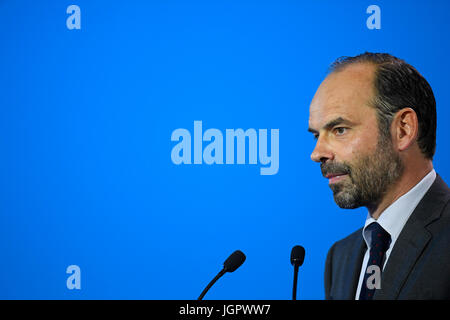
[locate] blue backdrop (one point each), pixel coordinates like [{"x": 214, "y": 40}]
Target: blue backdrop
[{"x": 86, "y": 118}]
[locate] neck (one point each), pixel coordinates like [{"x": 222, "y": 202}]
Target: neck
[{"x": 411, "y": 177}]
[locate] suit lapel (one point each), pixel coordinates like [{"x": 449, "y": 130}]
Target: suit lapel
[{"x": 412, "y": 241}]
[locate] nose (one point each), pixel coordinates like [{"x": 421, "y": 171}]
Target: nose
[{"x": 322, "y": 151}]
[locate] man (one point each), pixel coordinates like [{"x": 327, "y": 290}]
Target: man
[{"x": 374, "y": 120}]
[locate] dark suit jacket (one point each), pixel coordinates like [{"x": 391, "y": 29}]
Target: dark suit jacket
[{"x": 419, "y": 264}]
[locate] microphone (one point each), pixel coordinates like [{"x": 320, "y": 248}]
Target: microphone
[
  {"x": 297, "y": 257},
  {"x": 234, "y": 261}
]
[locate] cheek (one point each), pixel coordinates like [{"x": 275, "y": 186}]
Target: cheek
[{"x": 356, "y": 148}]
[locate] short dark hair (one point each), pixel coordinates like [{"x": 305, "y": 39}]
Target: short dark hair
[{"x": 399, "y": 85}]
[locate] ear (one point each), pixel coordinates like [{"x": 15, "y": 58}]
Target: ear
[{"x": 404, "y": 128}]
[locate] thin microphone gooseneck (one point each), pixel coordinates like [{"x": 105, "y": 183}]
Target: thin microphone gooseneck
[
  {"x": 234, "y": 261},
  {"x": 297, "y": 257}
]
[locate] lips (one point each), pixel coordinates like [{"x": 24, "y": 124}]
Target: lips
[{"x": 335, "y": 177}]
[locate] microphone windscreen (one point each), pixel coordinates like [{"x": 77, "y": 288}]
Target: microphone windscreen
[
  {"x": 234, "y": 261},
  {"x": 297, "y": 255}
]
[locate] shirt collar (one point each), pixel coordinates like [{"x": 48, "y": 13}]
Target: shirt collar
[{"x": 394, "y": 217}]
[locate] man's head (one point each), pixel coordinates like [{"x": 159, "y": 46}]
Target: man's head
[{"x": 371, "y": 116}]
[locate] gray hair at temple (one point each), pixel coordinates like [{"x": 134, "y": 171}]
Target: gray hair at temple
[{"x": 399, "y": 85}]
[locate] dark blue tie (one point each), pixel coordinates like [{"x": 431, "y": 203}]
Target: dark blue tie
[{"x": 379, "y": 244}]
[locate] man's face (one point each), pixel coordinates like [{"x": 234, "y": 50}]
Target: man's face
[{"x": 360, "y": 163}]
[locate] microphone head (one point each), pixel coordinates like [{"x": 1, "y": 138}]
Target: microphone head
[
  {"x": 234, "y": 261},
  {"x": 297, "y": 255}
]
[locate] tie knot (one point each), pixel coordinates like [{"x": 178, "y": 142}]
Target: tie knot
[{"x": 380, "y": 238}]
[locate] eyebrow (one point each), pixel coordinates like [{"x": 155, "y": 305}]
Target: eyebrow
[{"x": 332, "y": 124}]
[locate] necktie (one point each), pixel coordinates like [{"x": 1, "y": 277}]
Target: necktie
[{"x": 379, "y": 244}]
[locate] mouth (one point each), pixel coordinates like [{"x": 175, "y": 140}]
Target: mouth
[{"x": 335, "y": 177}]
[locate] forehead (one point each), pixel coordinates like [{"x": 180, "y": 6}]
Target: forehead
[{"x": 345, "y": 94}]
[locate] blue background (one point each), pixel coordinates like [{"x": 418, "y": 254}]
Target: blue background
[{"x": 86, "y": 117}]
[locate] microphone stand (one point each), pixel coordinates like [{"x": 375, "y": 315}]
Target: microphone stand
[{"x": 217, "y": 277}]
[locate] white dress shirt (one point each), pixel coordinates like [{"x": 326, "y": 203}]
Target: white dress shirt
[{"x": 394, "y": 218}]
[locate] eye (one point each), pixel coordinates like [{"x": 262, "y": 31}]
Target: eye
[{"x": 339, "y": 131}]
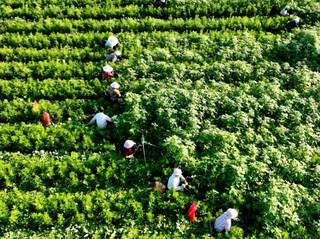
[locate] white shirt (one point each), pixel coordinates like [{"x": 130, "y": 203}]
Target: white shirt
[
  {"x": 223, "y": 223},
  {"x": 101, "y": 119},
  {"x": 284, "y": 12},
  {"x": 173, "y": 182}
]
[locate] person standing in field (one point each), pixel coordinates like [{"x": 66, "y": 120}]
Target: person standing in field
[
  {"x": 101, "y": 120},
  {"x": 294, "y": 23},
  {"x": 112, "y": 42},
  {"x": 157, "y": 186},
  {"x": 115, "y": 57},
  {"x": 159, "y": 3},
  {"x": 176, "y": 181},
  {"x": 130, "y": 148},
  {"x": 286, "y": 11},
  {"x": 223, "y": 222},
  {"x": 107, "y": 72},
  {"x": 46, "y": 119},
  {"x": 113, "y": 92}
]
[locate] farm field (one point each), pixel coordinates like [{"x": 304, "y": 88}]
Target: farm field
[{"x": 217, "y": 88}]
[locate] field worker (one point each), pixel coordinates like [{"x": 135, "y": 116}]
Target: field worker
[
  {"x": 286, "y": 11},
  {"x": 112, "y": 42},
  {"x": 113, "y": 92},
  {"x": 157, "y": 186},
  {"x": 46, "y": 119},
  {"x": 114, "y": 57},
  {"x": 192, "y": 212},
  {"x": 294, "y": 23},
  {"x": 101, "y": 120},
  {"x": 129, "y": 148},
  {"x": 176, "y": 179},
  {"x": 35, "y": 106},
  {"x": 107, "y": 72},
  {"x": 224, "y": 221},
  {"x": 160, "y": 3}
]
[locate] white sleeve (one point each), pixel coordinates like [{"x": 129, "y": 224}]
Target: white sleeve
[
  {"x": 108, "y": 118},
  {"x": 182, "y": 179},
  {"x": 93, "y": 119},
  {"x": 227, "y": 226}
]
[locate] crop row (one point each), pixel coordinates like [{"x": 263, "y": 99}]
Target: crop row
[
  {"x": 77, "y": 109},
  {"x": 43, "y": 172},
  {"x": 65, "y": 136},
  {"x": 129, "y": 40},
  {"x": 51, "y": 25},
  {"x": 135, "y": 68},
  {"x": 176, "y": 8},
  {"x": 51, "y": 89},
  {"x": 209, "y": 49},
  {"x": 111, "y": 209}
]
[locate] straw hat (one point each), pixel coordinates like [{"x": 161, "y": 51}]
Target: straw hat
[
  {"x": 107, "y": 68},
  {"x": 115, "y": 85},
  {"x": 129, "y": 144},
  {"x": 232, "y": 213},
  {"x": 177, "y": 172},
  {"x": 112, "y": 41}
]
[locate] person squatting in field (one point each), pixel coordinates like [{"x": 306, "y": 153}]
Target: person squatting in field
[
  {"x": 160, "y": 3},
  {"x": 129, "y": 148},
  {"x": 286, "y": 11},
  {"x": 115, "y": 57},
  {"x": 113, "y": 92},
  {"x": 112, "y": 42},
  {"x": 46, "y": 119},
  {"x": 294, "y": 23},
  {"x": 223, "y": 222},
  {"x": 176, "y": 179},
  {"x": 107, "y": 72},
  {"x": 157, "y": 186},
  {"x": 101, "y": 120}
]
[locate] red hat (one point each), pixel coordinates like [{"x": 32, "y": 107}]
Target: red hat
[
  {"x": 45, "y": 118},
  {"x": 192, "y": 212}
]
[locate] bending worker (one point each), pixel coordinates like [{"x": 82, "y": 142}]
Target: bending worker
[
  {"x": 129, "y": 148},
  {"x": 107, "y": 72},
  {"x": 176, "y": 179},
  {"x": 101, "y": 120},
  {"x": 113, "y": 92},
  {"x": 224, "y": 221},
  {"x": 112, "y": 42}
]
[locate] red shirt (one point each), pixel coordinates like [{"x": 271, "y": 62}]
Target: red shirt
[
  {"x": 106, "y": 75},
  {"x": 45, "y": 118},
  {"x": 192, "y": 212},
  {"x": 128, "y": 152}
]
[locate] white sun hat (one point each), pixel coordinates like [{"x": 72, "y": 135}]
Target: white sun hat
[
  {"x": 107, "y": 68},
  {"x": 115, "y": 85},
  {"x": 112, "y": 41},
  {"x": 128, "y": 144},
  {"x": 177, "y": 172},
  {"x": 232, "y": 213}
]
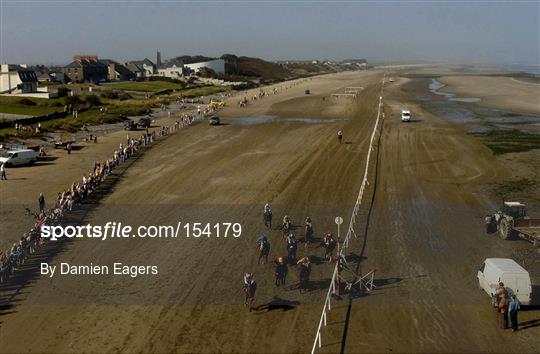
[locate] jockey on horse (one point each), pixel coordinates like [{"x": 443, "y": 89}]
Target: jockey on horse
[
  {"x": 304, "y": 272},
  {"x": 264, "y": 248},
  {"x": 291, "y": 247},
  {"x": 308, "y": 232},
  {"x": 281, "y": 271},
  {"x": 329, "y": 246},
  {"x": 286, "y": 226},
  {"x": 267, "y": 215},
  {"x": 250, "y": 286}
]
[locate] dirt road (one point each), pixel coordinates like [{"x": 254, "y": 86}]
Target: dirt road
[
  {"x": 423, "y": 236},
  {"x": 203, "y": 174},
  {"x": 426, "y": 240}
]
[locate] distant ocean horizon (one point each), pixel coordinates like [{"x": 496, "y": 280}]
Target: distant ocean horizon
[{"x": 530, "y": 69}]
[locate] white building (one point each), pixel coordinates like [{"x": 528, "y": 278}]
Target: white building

Action item ->
The answer must be all the lines above that hold the word "building".

Solution for this task ->
[locate] white building (one point each), pixel coordinates like [{"x": 528, "y": 278}]
Target: white building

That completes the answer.